[Exercise directions]
Scan the following data for lines with "guardrail" and state how many there are, as a number only.

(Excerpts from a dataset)
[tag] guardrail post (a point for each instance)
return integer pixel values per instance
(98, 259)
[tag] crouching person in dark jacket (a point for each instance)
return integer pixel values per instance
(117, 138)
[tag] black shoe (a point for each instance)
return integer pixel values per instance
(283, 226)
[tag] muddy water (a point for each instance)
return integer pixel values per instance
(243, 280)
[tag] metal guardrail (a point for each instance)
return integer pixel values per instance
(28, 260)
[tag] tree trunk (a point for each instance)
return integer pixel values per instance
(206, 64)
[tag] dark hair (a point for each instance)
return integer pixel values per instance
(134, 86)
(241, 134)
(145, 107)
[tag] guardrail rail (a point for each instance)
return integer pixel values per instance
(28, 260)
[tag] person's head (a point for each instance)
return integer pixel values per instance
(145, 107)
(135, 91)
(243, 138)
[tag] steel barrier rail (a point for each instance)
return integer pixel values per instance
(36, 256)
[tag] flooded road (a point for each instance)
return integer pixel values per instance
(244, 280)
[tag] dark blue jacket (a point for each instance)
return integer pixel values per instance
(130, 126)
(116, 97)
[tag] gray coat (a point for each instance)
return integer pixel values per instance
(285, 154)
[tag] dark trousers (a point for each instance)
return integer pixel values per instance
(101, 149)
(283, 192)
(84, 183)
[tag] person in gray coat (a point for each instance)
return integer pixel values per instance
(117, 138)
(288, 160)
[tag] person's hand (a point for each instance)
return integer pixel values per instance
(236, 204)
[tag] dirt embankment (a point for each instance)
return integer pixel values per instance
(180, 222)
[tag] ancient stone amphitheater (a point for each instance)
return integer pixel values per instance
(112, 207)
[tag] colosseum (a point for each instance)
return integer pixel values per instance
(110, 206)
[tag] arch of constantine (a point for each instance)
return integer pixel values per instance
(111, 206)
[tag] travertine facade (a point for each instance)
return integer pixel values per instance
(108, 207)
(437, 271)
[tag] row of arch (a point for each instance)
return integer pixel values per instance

[Finished task]
3